▶ _Exercises to complete_
**1.** In the forum thread about Tesco torches, what did Niall McL glue inside the mount to make it fit?
**2.** Reproduce the forum thread about Tesco torches between "http://www.dealextreme.com/details.dx/sku.18889" and "fair few left.", inclusive.
**3.** Carry on the forum thread about Tesco torches from the point where it stops.

▶ _Page_
'''

Got two of these torches for £8 each at Tesco Coatbridge today. Looked at the camping/walking bit first of all and thought I'd missed my chance but then found that they had quite a lot next to in the light bulb aisle.


----------



## Niall McL (14 Jan 2009)

Got my cheapy mounts from Dealextreme (the basic $1.90 ones). Just a tiny bit too big for the Tesco torches but I've just glued a strip of old inner tube onto the inside of the mount and now they are absolutley perfect, especially when you consider the price and free postage!


----------



## leoc (15 Jan 2009)

Niall McL said:


> Got my cheapy mounts from Dealextreme (the basic $1.90 ones). Just a tiny bit too big for the Tesco torches but I've just glued a strip of old inner tube onto the inside of the mount and now they are absolutley perfect, especially when you consider the price and free postage!



These can be persuaded to fit the 2 C cell version also. However I can't find it on the deal extreme site any more. They do seem to sell a couple of alternatives though.


----------



## mr_cellophane (15 Jan 2009)

I ordered one from DE last week. My order is "Packing"
http://www.dealextreme.com/details.dx/sku.8274

I got my first one from ebay - probably the same place in Hong Kong, but $1 more. I thought at first that it was going to be a bit loose but mine holds the AA torch perfectly.

DE also do a swivel one.
http://www.dealextreme.com/details.dx/sku.18889


----------



## Piemaster (15 Jan 2009)

If anyone is still after any size of these, St.Stephens square in Hull still has a fair few left.


----------



## Cromcruaich (15 Jan 2009)

mr_cellophane said:


> I ordered one from DE last week. My order is "Packing"
> http://www.dealextreme.com/details.dx/sku.8274
> 
> I got my first one from ebay - probably the same place in Hong Kong, but $1 more. I thought at first that it was going to be a bit loose but mine holds the AA torch perfectly.
> ...




Any UK distributer?


----------



## downfader (15 Jan 2009)

mr_cellophane said:


> I ordered one from DE last week. My order is "Packing"

'''

▶ _Given entries_
'''

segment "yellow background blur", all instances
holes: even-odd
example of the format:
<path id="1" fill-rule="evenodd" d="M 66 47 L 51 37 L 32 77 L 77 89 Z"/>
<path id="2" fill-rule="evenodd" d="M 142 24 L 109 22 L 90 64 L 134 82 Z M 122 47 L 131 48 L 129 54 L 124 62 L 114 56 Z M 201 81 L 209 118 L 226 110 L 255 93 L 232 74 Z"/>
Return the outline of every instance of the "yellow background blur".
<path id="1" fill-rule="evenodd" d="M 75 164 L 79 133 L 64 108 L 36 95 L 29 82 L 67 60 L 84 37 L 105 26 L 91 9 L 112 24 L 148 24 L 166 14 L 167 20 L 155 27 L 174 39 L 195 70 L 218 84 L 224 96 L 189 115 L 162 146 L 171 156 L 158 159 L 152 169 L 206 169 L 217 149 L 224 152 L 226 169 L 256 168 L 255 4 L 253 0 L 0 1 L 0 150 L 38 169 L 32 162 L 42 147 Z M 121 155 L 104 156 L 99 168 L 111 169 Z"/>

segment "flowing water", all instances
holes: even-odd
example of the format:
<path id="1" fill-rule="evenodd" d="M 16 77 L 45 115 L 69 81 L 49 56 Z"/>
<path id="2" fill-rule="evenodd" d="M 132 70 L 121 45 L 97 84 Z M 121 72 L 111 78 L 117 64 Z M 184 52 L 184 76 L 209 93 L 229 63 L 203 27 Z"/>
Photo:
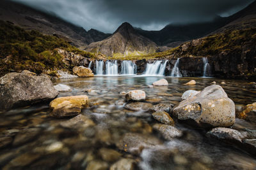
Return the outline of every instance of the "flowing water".
<path id="1" fill-rule="evenodd" d="M 95 169 L 97 166 L 109 167 L 118 159 L 129 158 L 136 162 L 138 169 L 256 169 L 255 158 L 232 145 L 207 138 L 206 130 L 175 122 L 175 127 L 183 135 L 166 140 L 152 130 L 157 121 L 149 112 L 132 111 L 124 108 L 125 102 L 120 92 L 141 89 L 147 93 L 147 103 L 176 104 L 186 90 L 201 90 L 212 81 L 219 84 L 223 81 L 194 78 L 196 85 L 186 86 L 184 83 L 192 78 L 165 77 L 168 87 L 148 87 L 161 78 L 95 76 L 56 81 L 54 84 L 72 87 L 71 92 L 61 92 L 59 97 L 89 97 L 90 107 L 84 109 L 82 115 L 93 121 L 93 126 L 83 124 L 61 126 L 61 124 L 68 118 L 50 117 L 49 104 L 0 111 L 0 144 L 14 139 L 1 148 L 0 167 L 3 169 Z M 225 81 L 226 84 L 222 87 L 237 106 L 256 102 L 256 89 L 249 82 Z M 88 89 L 95 90 L 86 92 Z M 256 129 L 256 125 L 237 118 L 234 128 Z M 128 132 L 146 139 L 156 138 L 161 144 L 145 148 L 141 153 L 130 153 L 118 146 L 120 139 Z M 5 140 L 3 140 L 4 136 Z M 102 148 L 110 149 L 115 157 L 106 157 L 109 155 L 109 152 Z"/>

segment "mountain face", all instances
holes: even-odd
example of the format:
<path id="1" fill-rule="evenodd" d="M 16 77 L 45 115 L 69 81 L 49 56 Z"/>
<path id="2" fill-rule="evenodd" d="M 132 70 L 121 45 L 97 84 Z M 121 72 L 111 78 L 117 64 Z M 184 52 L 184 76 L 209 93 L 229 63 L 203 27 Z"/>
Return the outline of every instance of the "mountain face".
<path id="1" fill-rule="evenodd" d="M 101 32 L 96 34 L 88 32 L 83 27 L 52 15 L 9 0 L 0 1 L 0 20 L 10 22 L 27 30 L 35 29 L 45 34 L 54 34 L 77 47 L 86 46 L 109 36 Z"/>
<path id="2" fill-rule="evenodd" d="M 155 43 L 138 34 L 129 23 L 124 22 L 112 36 L 91 43 L 85 50 L 106 56 L 123 57 L 154 53 L 157 48 Z"/>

'''

▶ _Outputs for the tasks_
**1.** A strip of old inner tube

**2.**
http://www.dealextreme.com/details.dx/sku.18889


----------



## Piemaster (15 Jan 2009)

If anyone is still after any size of these, St.Stephens square in Hull still has a fair few left.

**3.**
> http://www.dealextreme.com/details.dx/sku.8274
> 
> I got my first one from ebay - probably the same place in Hong Kong, but $1 more. I thought at first that it was going to be a bit loose but mine holds the AA torch perfectly.
> ...



I have to say, that clip looks pretty cool! I thought of making my own tbh, and using butterfly screws and bolts or something to mount it up.

But then I couldnt be a***ed and just use the thing as a torch instead. Batteries have been fine for that tbh. Lights my room up at night.


----------



## Niall McL (15 Jan 2009)

Not sure about any UK distubutors but DealExtreme is free psotage and mine came within about 10 days and that was over New Year so might even be quicker.


----------



## HF2300 (17 Jan 2009)

Just got another AA Tesco torch, plenty of both sizes and no sign that they're running stocks down.

Incidentally, for mounting, cable cleats. Next to nothing for a pack at your local electrical wholesaler:


----------



## Cromcruaich (17 Jan 2009)

Nice tip, ta. 

Been really lazy, but what size cleat is that?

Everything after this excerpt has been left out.